In the listing below, take the lines from the one containing "Put a dot on each instance of the yellow safety" through the end of the listing and reproduce only those, substituting "mark" for "dot" and leaving everything else unchanged.
□ □ □ □ □ □ □
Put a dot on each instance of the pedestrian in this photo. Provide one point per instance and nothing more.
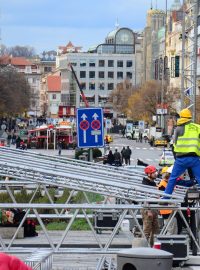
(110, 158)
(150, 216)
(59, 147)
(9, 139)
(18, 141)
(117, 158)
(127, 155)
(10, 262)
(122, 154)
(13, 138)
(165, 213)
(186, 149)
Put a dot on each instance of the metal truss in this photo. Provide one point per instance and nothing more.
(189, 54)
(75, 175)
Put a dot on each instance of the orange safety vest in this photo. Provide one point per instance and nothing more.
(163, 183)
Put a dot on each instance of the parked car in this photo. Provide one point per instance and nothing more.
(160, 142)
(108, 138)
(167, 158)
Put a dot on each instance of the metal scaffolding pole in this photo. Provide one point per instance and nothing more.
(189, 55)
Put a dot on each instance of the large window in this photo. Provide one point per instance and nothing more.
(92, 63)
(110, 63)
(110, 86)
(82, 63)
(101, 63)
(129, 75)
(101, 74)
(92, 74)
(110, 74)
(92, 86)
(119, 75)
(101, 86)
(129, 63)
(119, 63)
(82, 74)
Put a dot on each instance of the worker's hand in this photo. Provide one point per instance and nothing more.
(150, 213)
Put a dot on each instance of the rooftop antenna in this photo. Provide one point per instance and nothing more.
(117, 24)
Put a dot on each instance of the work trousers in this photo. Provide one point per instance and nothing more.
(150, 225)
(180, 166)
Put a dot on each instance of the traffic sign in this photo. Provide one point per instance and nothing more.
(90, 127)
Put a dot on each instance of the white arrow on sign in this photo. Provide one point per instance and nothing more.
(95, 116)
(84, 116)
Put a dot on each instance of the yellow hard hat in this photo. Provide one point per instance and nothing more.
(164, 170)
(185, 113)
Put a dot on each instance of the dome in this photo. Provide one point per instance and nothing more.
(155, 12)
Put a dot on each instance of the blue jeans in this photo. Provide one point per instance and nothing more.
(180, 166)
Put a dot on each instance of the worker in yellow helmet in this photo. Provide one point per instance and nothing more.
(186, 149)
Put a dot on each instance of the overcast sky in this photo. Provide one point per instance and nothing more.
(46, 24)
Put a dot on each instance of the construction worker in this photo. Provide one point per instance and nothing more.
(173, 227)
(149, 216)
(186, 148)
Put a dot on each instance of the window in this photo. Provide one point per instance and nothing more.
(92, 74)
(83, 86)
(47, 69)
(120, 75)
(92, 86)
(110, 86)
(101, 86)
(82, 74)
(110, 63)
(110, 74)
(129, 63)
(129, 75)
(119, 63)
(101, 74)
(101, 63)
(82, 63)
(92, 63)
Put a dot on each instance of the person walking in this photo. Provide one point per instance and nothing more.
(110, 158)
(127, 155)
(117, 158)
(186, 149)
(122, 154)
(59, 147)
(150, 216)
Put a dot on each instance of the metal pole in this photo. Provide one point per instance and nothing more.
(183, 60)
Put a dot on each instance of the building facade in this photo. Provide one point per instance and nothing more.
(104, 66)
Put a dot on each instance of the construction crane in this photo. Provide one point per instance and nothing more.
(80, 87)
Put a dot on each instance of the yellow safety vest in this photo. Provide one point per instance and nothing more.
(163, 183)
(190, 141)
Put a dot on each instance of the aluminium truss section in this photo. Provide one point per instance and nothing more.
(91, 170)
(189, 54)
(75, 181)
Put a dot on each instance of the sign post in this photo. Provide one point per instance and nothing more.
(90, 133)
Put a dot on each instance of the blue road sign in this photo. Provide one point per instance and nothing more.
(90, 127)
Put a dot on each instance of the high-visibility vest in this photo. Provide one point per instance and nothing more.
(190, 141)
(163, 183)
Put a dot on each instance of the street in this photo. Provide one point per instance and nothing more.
□ □ □ □ □ □ □
### Solution for this exercise
Put a mark on each instance of the yellow safety vest in this photo. Provide one point per instance and nothing more.
(163, 183)
(190, 141)
Put a mark on each instance of the aluminium truss section in this photo. Provide one point per instance and nothing more.
(91, 170)
(189, 54)
(75, 181)
Put a mark on each instance of the sign post in this photo. Provide one point per instance and nothing more.
(90, 133)
Put a mark on each instance of the blue road sign in this photo. Provide one point per instance and nothing more.
(90, 127)
Put a mark on each instance of the high-visibility vest in this photo. Provide one point per instance and nothing more.
(190, 141)
(163, 183)
Put a mark on each instance of the street in this photo. Provide one point per instance and nothing more.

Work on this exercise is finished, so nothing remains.